__PROBLEM DESCRIPTION__: Only the lines from the one with "# shape of each answer: point(380, 1)" through the end of the data are wanted, copied exactly.

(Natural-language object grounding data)
◆ ◆ ◆ ◆
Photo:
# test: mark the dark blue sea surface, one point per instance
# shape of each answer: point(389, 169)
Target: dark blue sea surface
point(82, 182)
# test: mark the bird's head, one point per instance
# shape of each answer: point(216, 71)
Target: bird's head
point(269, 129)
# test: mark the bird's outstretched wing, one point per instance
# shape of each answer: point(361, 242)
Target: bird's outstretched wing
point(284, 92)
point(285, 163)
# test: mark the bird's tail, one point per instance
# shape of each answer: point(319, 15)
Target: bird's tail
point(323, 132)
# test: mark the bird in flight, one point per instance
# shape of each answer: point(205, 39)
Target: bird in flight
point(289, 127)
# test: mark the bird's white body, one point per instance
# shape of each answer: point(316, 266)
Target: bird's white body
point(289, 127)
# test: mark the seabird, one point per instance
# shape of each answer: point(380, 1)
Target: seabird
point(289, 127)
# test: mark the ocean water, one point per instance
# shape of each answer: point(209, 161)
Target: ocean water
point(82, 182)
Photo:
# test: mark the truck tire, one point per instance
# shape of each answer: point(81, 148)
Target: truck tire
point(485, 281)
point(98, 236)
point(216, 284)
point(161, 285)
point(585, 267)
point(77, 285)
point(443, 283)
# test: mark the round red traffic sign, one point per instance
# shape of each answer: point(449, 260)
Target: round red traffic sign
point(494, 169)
◆ ◆ ◆ ◆
__OUTPUT OF THE EXERCISE__:
# shape of each answer: point(380, 1)
Target: seabird
point(289, 127)
# test: mark the ocean water, one point per instance
# shape of each answer: point(209, 161)
Target: ocean water
point(82, 182)
Photo:
# test: mark the truck tire, one point per instance
# shape of each answer: point(81, 148)
Target: truck tire
point(485, 281)
point(98, 236)
point(216, 284)
point(161, 285)
point(585, 267)
point(77, 285)
point(443, 283)
# test: mark the round red traffic sign, one point per instance
# shape of each answer: point(449, 260)
Target: round red traffic sign
point(494, 169)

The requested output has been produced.